§ **Task description**:
Please continue the article on natural design from where it stops.

::: Text shown :::

= Natural design =

The Natural Design Perspective is an approach to psychology and biology that (among other things) holds that concepts such as "motivation", "emotion", "development", "adaptation" refer to objectively observable patterns, rather than hidden causes. It was developed by Nicholas S. Thompson (Professor Emeritus of Ethology and Psychology, Clark University), and has its roots in philosophical behaviorism and the new realism.

Natural Design may also refer to an holistic approach to Design called for by Prof David W. Orr (Professor of Environmental Studies and Politics, Oberlin College USA) and developed for research practice by Prof Seaton Baxter (Emeritus Professor for the Study of Natural Design, Duncan of Jordanstone College of Art and Design, University of Dundee).

==History==

Darwin intended natural selection to explain the presence of design in nature. However, the term "design" has been out of favor since the watchmaker analogy attacks from William Paley. Thompson believes that is a mistake, because without the concept of design, it is easy for evolutionary theory to become a tautology.

Natural design is design-without-a-designer, in the same sense that natural selection is selection-without-a-selector. Design is a term we use to refer to a matching of form and function, and we can recognize the presence of design independently of the cause of that design:

- A kitchen can become well designed for efficient food preparation due to the actions of a home designer.
- The hand of a blacksmith can becomes well designed for blacksmithing due to processes of muscle growth and callousing.
- The beaks of finches on the Galapagos became well designed to access different types of food through the process of natural selection.

::: Study material :::

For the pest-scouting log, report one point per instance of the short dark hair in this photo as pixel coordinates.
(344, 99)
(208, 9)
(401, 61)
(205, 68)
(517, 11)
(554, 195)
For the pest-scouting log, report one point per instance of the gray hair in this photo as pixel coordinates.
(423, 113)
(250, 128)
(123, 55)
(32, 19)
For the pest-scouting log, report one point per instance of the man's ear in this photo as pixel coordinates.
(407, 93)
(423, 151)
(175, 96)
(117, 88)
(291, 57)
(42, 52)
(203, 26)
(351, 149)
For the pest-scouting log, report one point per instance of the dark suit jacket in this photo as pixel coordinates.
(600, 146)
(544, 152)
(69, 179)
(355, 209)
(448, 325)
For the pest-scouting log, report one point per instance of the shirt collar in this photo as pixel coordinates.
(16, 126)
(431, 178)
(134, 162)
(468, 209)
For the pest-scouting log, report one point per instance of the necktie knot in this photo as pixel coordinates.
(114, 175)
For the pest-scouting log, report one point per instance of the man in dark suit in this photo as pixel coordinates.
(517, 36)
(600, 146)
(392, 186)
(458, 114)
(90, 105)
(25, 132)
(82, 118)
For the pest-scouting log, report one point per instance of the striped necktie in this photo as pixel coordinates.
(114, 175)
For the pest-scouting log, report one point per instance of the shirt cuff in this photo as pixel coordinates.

:::

§ **Reply to the task**:
In all those cases, one can identify the matching of form to function, and then look for the processes that explains the presence of that matching.

The field of ethology demonstrated, through decades of experimentation, the same principles that apply to the natural design of physical structures (such as beaks and bones) can apply equally to the design of behavior.

==Studying of behavior==

Darwinism, psychologist who studies in behavior, stated two consequences of studying behavior.

1. Conceptual consequence of breaking the mind and design. The presence of design was no longer evidence of an intending mind if Darwinism was correct. Therefore, design could exist by itself.
2. Break down of the dualism and the partition that hitherto had existed between psychology and biology. Each discipline now could explain the preferred domain of the other such as instinct and natural selection can be used to human behavior and intentions are able to explain animal behavior.

These two results provided two competing systems for study of behavior and evolved into ethology and further evolved into comparative psychology.